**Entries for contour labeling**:

[Start]

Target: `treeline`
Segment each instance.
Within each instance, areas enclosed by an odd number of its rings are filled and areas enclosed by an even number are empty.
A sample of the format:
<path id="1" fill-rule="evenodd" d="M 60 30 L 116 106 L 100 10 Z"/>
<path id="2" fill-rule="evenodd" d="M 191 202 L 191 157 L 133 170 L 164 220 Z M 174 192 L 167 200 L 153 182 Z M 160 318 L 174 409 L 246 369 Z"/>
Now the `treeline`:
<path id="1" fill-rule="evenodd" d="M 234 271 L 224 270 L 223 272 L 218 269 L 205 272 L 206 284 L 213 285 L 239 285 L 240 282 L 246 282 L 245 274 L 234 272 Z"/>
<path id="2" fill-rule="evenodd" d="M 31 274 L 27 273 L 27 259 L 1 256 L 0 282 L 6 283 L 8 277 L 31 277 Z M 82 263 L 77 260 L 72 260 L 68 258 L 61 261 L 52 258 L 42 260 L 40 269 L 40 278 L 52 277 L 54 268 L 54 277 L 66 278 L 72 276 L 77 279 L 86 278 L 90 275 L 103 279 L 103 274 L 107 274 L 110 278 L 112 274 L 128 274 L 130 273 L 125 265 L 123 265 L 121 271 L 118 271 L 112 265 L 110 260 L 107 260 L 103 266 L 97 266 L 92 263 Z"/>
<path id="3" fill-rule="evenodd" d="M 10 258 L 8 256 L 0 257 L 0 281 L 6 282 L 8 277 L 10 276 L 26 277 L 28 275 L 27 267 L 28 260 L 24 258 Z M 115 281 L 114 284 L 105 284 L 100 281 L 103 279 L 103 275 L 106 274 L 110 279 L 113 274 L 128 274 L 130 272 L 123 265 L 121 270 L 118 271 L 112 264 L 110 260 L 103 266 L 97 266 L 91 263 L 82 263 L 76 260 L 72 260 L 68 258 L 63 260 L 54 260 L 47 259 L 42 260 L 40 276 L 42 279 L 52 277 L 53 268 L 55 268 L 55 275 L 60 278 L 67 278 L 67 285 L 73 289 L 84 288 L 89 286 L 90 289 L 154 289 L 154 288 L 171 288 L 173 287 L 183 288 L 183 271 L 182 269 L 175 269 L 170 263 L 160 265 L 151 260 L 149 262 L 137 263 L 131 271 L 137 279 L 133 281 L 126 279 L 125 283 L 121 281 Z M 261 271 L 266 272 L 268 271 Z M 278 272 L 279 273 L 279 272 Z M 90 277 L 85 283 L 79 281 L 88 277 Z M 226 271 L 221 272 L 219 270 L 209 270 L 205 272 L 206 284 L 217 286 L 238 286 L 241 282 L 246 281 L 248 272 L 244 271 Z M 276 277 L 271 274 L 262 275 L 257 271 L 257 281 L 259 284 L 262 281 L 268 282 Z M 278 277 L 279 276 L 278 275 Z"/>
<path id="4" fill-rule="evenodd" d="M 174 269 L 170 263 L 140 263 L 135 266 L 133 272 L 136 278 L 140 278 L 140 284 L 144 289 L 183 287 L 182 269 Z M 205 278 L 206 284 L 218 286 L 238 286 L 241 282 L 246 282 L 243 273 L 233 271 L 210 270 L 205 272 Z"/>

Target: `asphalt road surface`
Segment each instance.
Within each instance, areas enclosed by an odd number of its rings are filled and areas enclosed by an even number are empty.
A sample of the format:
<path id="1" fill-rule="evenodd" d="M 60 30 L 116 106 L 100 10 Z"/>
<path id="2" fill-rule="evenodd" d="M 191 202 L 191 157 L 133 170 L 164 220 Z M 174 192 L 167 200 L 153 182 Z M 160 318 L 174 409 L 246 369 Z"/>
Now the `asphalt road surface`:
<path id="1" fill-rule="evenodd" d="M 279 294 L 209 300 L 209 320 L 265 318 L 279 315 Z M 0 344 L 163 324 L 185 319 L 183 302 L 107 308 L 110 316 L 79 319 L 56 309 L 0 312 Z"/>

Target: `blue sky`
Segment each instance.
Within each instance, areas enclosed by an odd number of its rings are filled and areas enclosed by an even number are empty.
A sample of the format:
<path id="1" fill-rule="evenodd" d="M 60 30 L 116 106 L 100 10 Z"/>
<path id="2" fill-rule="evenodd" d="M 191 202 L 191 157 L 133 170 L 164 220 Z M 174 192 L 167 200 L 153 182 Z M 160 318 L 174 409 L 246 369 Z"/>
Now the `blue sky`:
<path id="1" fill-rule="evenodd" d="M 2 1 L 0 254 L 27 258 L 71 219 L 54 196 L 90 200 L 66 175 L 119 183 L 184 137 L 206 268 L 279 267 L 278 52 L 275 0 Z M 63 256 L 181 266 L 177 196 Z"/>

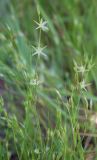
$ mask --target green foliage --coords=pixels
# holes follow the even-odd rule
[[[0,160],[87,159],[97,148],[97,2],[4,2]]]

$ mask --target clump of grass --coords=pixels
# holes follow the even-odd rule
[[[95,3],[47,1],[45,10],[45,1],[35,1],[32,11],[30,0],[13,2],[0,34],[0,159],[96,154]]]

[End]

Reproduce all of the lines above word for word, leaving the pictures out.

Target: `treeline`
Segment each instance.
Within each instance, areas enclosed by an odd number of its rings are filled and areas enclosed by an even number are empty.
A sample of the format:
<path id="1" fill-rule="evenodd" d="M 60 30 L 116 106 L 100 10 Z"/>
<path id="2" fill-rule="evenodd" d="M 191 202 L 191 157 L 133 170 L 164 220 Z M 174 192 L 167 200 L 153 182 Z M 160 318 L 174 409 L 246 369 Z"/>
Now the `treeline`:
<path id="1" fill-rule="evenodd" d="M 234 271 L 224 270 L 223 272 L 218 269 L 205 272 L 206 284 L 213 285 L 239 285 L 240 282 L 246 282 L 245 274 L 234 272 Z"/>
<path id="2" fill-rule="evenodd" d="M 31 274 L 27 273 L 27 259 L 1 256 L 0 282 L 6 283 L 8 277 L 31 277 Z M 82 263 L 77 260 L 72 260 L 68 258 L 61 261 L 52 258 L 42 260 L 40 269 L 40 278 L 52 277 L 54 268 L 54 277 L 66 278 L 72 276 L 77 279 L 86 278 L 90 275 L 103 279 L 103 274 L 107 274 L 110 278 L 112 274 L 128 274 L 130 273 L 125 265 L 123 265 L 121 271 L 118 271 L 112 265 L 110 260 L 107 260 L 103 266 L 97 266 L 92 263 Z"/>
<path id="3" fill-rule="evenodd" d="M 10 258 L 8 256 L 0 257 L 0 281 L 6 282 L 8 277 L 10 276 L 26 277 L 28 275 L 27 267 L 28 260 L 24 258 Z M 115 281 L 114 284 L 105 284 L 100 281 L 103 279 L 103 275 L 106 274 L 110 279 L 113 274 L 128 274 L 130 272 L 123 265 L 121 270 L 118 271 L 112 264 L 110 260 L 103 266 L 97 266 L 91 263 L 82 263 L 76 260 L 72 260 L 68 258 L 63 260 L 54 260 L 47 259 L 42 260 L 40 276 L 42 279 L 52 277 L 53 268 L 55 268 L 55 275 L 60 278 L 67 278 L 67 285 L 73 289 L 84 288 L 89 286 L 90 289 L 154 289 L 154 288 L 171 288 L 173 287 L 183 288 L 183 271 L 182 269 L 175 269 L 170 263 L 160 265 L 151 260 L 149 262 L 137 263 L 131 271 L 137 279 L 133 281 L 126 279 L 125 283 L 121 281 Z M 261 271 L 266 272 L 268 271 Z M 278 272 L 279 273 L 279 272 Z M 90 277 L 85 283 L 79 281 L 88 277 Z M 226 271 L 221 272 L 219 270 L 209 270 L 205 272 L 206 284 L 217 286 L 238 286 L 241 282 L 246 281 L 248 272 L 244 271 Z M 276 277 L 271 274 L 262 275 L 257 271 L 257 281 L 259 284 L 262 281 L 268 282 Z M 278 277 L 279 276 L 278 275 Z"/>
<path id="4" fill-rule="evenodd" d="M 174 269 L 170 263 L 140 263 L 135 266 L 133 272 L 136 278 L 140 278 L 140 284 L 144 289 L 183 287 L 182 269 Z M 205 278 L 206 284 L 218 286 L 238 286 L 241 282 L 246 282 L 243 273 L 233 271 L 210 270 L 205 272 Z"/>

Target: `asphalt road surface`
Segment each instance.
Within each instance, areas enclosed by an odd number of its rings are filled and areas enclosed by an even number are empty.
A sample of the format:
<path id="1" fill-rule="evenodd" d="M 60 30 L 116 106 L 100 10 Z"/>
<path id="2" fill-rule="evenodd" d="M 191 202 L 191 157 L 133 170 L 164 220 Z M 174 192 L 167 200 L 153 182 Z M 160 318 L 174 409 L 246 369 Z"/>
Now the `asphalt road surface`:
<path id="1" fill-rule="evenodd" d="M 279 294 L 209 300 L 209 320 L 265 318 L 279 315 Z M 0 344 L 163 324 L 185 319 L 183 302 L 107 308 L 110 316 L 79 319 L 56 309 L 0 312 Z"/>

Target: `blue sky`
Segment each instance.
Within each instance, areas enclosed by an odd number of its rings are filled and areas enclosed by an even number are empty.
A sample of the format:
<path id="1" fill-rule="evenodd" d="M 60 30 L 116 106 L 100 10 Z"/>
<path id="2" fill-rule="evenodd" d="M 191 202 L 191 157 L 133 170 L 164 220 Z M 174 192 L 167 200 L 153 182 Z M 160 318 L 174 409 L 246 369 Z"/>
Now the `blue sky`:
<path id="1" fill-rule="evenodd" d="M 2 1 L 0 254 L 27 258 L 71 219 L 54 196 L 90 200 L 66 175 L 119 183 L 184 137 L 206 268 L 279 267 L 278 52 L 275 0 Z M 63 256 L 181 266 L 177 196 Z"/>

$ mask --target green foliage --coords=pixels
# holes follow the even-odd rule
[[[0,160],[87,159],[97,148],[97,2],[4,2]]]

$ mask --target clump of grass --coords=pixels
# holes follow the even-odd rule
[[[95,3],[47,1],[45,10],[45,1],[35,1],[32,11],[30,0],[13,2],[0,34],[0,159],[96,154]]]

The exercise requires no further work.